• **WORK REQUEST**:
Output nothing but the lines from the first line of the entries to the line with "879, row 304.", inclusive, exactly as they read.

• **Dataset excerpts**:
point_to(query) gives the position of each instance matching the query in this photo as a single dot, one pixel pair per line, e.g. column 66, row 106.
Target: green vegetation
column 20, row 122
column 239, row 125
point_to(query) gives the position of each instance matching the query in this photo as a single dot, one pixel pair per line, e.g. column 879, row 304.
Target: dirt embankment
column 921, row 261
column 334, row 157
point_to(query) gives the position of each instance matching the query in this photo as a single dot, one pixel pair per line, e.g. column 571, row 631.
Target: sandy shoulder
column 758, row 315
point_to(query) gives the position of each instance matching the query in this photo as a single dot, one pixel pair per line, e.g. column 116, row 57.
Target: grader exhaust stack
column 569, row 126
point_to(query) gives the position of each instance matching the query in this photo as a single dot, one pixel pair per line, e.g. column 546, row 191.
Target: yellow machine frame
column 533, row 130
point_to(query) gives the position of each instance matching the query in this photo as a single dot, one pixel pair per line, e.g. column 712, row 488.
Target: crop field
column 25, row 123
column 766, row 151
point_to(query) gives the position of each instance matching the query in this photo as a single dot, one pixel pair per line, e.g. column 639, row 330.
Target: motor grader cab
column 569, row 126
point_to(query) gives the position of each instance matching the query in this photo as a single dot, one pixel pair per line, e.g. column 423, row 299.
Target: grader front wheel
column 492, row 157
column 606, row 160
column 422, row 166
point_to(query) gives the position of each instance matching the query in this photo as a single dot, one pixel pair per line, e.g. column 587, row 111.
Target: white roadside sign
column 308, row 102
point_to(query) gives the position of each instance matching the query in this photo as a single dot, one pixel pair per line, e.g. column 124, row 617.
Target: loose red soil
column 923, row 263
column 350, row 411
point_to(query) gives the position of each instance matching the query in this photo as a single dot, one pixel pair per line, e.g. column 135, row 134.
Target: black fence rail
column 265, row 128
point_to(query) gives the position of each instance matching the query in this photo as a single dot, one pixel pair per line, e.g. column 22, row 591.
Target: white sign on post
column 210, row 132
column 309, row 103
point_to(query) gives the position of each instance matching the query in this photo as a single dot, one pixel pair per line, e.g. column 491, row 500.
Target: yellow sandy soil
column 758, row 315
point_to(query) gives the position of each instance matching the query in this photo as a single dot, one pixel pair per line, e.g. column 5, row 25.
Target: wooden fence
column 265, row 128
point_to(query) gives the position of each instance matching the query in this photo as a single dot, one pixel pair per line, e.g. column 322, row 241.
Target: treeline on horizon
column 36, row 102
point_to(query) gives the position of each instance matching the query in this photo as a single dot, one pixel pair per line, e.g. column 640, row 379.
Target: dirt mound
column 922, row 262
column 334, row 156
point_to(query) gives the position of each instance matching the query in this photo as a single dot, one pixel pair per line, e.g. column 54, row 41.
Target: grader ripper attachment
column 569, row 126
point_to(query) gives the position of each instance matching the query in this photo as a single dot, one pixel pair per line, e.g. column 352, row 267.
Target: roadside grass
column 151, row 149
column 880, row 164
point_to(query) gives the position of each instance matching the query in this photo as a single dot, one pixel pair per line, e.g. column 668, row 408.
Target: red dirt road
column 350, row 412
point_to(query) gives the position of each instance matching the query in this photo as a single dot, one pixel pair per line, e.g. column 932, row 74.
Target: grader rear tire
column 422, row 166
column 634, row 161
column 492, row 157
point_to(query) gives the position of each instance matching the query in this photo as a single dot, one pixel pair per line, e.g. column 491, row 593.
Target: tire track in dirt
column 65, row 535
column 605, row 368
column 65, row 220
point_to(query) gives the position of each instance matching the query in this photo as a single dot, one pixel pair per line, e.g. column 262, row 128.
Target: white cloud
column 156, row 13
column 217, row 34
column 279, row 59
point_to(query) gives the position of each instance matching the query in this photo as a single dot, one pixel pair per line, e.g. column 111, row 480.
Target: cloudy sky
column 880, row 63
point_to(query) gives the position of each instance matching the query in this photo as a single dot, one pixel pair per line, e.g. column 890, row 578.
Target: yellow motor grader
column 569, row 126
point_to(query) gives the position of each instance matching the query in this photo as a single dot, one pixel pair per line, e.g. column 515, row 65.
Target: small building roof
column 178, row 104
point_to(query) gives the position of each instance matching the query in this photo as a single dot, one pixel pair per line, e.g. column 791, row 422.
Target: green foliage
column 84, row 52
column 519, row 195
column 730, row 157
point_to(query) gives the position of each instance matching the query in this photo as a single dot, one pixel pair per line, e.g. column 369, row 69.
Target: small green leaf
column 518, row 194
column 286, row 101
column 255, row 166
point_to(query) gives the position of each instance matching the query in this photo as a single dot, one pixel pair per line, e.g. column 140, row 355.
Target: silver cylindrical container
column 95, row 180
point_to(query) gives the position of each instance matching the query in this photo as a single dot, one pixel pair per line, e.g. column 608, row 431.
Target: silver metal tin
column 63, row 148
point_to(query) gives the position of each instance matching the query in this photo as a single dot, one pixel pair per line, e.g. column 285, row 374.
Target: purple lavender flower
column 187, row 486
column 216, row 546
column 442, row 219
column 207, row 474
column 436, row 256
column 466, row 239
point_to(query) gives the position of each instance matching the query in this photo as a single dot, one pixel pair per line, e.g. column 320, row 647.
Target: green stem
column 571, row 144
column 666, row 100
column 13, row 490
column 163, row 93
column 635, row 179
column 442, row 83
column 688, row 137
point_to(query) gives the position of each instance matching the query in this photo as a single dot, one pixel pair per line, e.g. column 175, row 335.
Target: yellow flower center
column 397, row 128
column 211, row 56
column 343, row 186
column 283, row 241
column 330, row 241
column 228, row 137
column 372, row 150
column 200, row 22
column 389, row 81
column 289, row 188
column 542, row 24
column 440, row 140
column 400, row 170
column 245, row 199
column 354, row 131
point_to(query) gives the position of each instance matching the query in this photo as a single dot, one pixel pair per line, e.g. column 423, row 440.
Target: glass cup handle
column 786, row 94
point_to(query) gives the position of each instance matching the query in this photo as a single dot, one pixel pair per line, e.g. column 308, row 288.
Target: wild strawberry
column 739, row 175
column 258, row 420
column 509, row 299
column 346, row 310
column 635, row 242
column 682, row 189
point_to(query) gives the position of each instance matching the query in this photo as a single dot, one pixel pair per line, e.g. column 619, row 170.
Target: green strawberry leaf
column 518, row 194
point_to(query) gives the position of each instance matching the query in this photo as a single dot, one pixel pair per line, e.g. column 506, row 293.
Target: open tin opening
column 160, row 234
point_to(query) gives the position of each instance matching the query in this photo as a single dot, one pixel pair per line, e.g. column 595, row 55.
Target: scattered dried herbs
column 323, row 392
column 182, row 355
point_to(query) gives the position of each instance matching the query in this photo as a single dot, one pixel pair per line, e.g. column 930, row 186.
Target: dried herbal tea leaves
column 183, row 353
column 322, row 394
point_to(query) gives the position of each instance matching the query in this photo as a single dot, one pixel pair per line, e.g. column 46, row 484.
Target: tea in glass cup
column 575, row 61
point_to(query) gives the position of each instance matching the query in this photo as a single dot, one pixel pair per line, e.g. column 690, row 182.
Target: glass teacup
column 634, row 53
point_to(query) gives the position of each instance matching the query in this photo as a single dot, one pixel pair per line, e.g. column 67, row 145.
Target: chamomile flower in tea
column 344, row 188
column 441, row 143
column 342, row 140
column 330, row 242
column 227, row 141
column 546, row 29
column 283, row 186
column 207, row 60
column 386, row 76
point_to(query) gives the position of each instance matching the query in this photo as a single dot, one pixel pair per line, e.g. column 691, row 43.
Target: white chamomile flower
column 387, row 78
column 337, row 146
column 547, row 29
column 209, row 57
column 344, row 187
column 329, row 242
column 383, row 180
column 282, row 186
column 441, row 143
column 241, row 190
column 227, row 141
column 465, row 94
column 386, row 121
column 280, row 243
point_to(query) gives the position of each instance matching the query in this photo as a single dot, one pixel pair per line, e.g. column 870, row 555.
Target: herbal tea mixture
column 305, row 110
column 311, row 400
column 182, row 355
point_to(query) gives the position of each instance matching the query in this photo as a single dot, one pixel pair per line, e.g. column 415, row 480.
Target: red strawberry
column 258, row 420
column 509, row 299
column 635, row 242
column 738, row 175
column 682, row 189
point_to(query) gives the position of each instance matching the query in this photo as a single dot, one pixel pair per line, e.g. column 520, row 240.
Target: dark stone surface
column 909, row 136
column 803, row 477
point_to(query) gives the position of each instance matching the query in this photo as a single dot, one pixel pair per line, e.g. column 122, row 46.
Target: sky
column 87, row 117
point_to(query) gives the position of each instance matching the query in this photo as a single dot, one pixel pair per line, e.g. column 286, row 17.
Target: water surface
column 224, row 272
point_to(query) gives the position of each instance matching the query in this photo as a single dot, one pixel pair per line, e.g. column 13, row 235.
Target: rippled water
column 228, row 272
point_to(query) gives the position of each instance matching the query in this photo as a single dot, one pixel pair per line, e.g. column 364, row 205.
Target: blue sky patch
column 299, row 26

• **ANSWER TO THE EXERCISE**:
point_to(query) gives the position of each instance matching the query in this photo as a single dot, one pixel pair per line, e.g. column 66, row 106.
Target: green vegetation
column 20, row 122
column 239, row 125
point_to(query) gives the position of each instance matching the query in this photo as a single dot, one pixel pair per line, e.g. column 879, row 304.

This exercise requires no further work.